**What this task involves**
Repeat the entries below exactly as they appear, with no pictures.

**Extracted entries**
::::

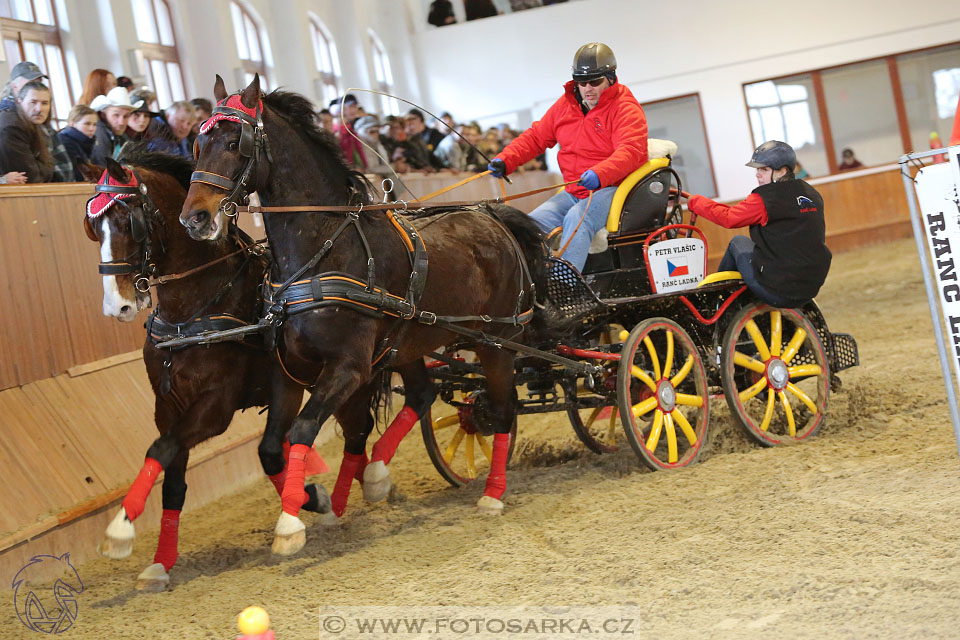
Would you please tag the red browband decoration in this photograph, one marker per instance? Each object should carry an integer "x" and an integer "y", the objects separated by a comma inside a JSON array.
[{"x": 104, "y": 201}]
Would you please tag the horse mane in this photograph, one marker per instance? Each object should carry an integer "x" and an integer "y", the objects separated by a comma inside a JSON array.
[
  {"x": 298, "y": 111},
  {"x": 178, "y": 167}
]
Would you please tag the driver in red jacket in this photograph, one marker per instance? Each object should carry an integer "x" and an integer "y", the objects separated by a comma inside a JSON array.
[{"x": 602, "y": 134}]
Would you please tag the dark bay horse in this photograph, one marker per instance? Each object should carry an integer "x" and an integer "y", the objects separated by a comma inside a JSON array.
[
  {"x": 345, "y": 281},
  {"x": 198, "y": 389}
]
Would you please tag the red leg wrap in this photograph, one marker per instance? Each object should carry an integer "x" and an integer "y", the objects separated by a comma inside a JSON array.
[
  {"x": 136, "y": 497},
  {"x": 293, "y": 495},
  {"x": 358, "y": 476},
  {"x": 167, "y": 544},
  {"x": 315, "y": 463},
  {"x": 497, "y": 480},
  {"x": 387, "y": 444},
  {"x": 341, "y": 490}
]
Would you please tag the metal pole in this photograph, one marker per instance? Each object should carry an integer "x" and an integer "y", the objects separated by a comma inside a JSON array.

::::

**Result**
Would you please tag the red browband decoration in this photograph, one marker per instance? Each object should carry an integer "x" and an integer "y", the objects separated by a comma inside a JSON array.
[{"x": 104, "y": 201}]
Would you please tag the horse mane in this photograph, one marker per instance? Each object should carry an integer "x" and an integer "y", the objects separated by a comma inside a JSON array.
[
  {"x": 298, "y": 111},
  {"x": 178, "y": 167}
]
Would you please tag the driver in red jacket in this photograph, one marker per instance? Each object should carry an integer "x" and an integer "y", the objects separated by a comma inside a JSON array.
[{"x": 602, "y": 134}]
Would you please tag the dark bay horse in this photograph, one marker per instance? Each object should carry an integer "x" and an integer "y", the objects separated by a comma inside a JSON array.
[
  {"x": 345, "y": 281},
  {"x": 198, "y": 389}
]
Would you please tag the red leg wrap in this photograph, one marker per instance? Each object should carry an integer "x" and an integer "y", the objects separated by a comma inside a JSON array.
[
  {"x": 136, "y": 497},
  {"x": 293, "y": 495},
  {"x": 358, "y": 476},
  {"x": 167, "y": 544},
  {"x": 315, "y": 463},
  {"x": 497, "y": 480},
  {"x": 387, "y": 444},
  {"x": 341, "y": 490}
]
Would you please tag the metal pole in this photograph, one marker per instance? Each object should carry an integer "x" and an integer "y", the objects separated by a comma inside a JSON array.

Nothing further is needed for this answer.